'''

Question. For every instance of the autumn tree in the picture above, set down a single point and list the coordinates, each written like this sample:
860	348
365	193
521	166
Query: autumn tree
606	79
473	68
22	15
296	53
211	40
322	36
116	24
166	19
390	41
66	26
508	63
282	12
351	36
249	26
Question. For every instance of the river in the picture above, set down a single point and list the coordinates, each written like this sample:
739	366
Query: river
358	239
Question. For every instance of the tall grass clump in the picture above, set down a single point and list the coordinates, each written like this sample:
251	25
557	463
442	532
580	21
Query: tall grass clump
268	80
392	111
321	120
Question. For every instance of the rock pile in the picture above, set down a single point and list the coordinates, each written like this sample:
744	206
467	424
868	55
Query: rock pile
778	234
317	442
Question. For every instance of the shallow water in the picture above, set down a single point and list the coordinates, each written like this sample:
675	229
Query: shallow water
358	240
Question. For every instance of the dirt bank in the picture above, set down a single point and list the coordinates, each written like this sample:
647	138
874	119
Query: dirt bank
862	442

'''
'''

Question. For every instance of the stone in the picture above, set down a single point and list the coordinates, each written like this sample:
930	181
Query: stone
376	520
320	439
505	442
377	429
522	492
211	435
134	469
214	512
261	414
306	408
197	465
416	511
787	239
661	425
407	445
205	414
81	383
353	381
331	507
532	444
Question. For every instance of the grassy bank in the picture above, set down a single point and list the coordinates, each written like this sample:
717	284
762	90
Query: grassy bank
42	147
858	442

'''

_Task to carry out_.
Return every line from the records above that contains the word "Query". Case counts.

_Final result_.
Query: autumn tree
Query: river
Query: tall grass clump
Query: rock pile
Query: shallow water
Query: dirt bank
Query: stone
Query: grassy bank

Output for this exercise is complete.